>> Begin DATA TO PROCESS

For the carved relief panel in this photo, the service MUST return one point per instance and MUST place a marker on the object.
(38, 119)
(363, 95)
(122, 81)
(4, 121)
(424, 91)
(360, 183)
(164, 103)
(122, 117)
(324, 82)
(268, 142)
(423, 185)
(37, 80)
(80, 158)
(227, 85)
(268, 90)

>> End DATA TO PROCESS

WHAT YOU HAVE TO DO: Please format the data above as a Markdown table with the columns Row and Line, numbering each non-blank line and leaving out blank lines.

PROBLEM SOLUTION:
| Row | Line |
|---|---|
| 1 | For the carved relief panel in this photo, the service MUST return one point per instance and MUST place a marker on the object. |
| 2 | (38, 119) |
| 3 | (363, 95) |
| 4 | (122, 81) |
| 5 | (4, 121) |
| 6 | (424, 91) |
| 7 | (360, 183) |
| 8 | (164, 103) |
| 9 | (122, 117) |
| 10 | (324, 82) |
| 11 | (268, 142) |
| 12 | (423, 185) |
| 13 | (37, 80) |
| 14 | (80, 158) |
| 15 | (227, 85) |
| 16 | (268, 90) |